> **PASSAGE PROVIDED**:
NASHVILLE, Tennessee—HCA Healthcare CEO Sam Hazen took time during his keynote address at ViVE 2023 to discuss how his health system’s profit-fueled growth over the past decade is a boon for patient care—a contrast to the scrutiny his organization has received from employees, labor groups and lawmakers as of late.
“There’s a little bit of a notion that for-profit healthcare and high-quality care are incompatible. We see it just the opposite,” Hazen said to the conference attendees gathered in HCA Healthcare’s hometown. “We see significant opportunities for us to leverage that status to benefit our patients. And our whole agenda, from our technology agenda to our workforce development agenda to our care transformation agenda, is geared toward improving patient care.”
HCA Healthcare has nearly doubled its annual total assets over the past decade, growing to a collection of 180 hospitals, about 2,500 outpatient facilities, 285,000 employees and 50,000 affiliated physicians. The half-century-old system cares for about 38 million patients across its 40 U.S. communities and central London presence, the executive said, and closed 2022 with $60.2 billion in total revenue and over $5.6 billion in net income attributable to the company.
But the large for-profit has come under fire as of late for operating decisions in some hospitals that impacted patient care.
A February report from NBC News, for instance, detailed a Florida HCA hospital’s hygiene issues, heavy clinician turnover and a rise of patient safety events that has since triggered an inquiry from Republican lawmakers Sen. Marco Rubio and Rep. Gus Bilirakis.
The union SEIU has also aired a litany of grievances against the for-profit hospital operator lately, which range from short staffing-induced “patient care failures” to alleged company policies that drive unnecessary care for increased reimbursement.
Hazen was of a different mindset. He told the audience that HCA’s recent growth has facilitated “more convenient” health services for patients and “a better environment” for its physicians.

> **EXERCISE SET**:
1 - From the article on HCA Healthcare, set down everything from "The union SEIU" down to "for its physicians.", word for word.
2 - In the article on HCA Healthcare, what was the system's total revenue for 2022?

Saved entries
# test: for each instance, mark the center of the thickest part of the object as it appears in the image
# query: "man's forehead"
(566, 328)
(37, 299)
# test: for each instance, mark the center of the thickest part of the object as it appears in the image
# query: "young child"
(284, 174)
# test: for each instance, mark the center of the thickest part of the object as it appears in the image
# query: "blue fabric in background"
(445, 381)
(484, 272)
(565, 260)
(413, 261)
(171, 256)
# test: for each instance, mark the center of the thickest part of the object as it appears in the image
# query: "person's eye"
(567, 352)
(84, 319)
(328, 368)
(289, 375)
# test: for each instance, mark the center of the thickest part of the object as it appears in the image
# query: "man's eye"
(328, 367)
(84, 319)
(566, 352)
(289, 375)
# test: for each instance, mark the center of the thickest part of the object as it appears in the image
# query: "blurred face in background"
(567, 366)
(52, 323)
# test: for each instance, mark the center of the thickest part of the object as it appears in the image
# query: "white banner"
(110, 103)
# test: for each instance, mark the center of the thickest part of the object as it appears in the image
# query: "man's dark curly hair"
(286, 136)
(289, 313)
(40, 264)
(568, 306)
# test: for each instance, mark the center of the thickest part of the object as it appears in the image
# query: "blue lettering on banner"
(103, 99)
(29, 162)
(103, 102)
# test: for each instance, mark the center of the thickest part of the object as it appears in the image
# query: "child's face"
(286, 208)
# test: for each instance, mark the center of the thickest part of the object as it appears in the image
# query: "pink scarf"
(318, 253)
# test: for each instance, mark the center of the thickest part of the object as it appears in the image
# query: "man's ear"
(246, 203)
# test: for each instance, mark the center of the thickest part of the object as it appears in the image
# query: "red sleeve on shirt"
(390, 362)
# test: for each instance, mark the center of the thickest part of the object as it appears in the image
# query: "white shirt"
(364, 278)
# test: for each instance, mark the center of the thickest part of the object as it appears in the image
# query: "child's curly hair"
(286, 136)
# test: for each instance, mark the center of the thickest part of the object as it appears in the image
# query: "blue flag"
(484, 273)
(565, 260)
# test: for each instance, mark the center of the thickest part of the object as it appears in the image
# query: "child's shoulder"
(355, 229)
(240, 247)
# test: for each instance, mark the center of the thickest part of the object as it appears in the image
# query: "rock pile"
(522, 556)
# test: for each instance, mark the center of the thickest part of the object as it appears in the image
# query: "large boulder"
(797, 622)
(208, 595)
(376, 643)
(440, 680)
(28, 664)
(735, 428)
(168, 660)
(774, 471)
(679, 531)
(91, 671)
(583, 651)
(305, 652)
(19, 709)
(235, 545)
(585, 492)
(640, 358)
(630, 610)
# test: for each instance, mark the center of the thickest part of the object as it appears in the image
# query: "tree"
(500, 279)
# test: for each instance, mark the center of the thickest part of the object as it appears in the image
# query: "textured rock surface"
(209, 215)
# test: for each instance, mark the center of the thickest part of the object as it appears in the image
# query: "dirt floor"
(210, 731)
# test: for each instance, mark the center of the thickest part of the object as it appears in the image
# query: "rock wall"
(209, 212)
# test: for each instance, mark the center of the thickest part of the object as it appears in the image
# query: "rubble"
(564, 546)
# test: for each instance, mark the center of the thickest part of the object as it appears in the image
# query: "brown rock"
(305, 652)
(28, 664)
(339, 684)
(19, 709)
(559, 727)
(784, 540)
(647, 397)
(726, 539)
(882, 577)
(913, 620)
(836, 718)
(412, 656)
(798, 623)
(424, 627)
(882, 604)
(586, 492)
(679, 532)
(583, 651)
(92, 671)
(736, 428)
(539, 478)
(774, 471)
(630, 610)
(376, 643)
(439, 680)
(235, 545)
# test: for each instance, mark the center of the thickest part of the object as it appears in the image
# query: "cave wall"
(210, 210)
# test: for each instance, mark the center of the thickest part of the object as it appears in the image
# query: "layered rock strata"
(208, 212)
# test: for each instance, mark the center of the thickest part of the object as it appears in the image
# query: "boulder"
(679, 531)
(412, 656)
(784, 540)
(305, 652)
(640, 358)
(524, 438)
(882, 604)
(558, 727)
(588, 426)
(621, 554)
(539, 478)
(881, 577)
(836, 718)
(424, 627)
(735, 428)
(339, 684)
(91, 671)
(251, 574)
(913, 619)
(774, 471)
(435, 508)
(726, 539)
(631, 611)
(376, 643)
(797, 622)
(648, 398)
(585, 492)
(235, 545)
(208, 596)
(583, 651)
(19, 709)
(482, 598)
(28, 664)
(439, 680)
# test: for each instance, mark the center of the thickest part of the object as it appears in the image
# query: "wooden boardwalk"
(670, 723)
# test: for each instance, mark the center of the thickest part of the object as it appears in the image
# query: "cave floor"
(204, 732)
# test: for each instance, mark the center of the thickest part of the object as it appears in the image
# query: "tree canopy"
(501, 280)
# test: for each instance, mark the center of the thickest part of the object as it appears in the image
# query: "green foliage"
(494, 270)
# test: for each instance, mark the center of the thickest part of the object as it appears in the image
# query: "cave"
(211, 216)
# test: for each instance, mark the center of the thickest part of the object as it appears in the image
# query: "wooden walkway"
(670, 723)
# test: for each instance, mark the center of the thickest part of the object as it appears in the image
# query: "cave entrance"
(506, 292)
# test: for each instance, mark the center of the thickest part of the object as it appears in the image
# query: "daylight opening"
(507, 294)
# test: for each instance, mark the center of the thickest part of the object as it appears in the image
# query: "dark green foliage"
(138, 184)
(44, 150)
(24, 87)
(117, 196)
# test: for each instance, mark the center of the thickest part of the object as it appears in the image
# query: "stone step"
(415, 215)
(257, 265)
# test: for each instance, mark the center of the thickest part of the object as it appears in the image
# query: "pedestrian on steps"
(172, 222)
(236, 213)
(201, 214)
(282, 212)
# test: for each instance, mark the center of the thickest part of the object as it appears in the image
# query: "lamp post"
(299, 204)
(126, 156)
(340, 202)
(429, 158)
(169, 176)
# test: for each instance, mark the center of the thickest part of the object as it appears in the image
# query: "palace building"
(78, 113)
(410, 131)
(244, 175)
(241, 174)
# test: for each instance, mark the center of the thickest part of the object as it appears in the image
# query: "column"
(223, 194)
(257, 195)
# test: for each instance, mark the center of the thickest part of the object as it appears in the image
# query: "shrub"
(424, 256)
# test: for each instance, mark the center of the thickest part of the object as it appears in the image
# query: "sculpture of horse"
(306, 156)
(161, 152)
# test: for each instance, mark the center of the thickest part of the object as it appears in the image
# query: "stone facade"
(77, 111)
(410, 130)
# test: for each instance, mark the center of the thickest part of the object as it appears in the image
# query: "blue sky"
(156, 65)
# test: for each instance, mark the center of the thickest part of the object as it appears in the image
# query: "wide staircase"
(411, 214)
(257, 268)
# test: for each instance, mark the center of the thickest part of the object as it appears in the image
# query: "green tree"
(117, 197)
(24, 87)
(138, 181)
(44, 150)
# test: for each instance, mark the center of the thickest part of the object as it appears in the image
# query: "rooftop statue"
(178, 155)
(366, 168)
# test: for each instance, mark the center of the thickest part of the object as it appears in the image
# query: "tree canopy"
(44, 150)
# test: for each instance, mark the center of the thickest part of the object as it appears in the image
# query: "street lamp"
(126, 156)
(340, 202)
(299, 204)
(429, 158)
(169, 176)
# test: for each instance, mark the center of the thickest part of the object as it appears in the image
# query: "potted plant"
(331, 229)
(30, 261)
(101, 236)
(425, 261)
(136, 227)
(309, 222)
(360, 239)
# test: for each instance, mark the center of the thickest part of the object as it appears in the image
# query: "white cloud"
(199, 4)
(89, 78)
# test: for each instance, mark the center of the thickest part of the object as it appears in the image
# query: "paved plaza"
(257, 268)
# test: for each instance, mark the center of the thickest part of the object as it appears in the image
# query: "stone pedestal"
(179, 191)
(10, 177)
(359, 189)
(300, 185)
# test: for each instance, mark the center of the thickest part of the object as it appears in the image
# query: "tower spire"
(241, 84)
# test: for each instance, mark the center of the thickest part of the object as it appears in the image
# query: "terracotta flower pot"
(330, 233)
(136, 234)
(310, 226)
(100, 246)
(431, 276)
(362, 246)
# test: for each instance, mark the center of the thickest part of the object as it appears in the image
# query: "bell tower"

> **RESPONSES PER TASK**:
1 -
The union SEIU has also aired a litany of grievances against the for-profit hospital operator lately, which range from short staffing-induced “patient care failures” to alleged company policies that drive unnecessary care for increased reimbursement.
Hazen was of a different mindset. He told the audience that HCA’s recent growth has facilitated “more convenient” health services for patients and “a better environment” for its physicians.

2 - $60.2 billion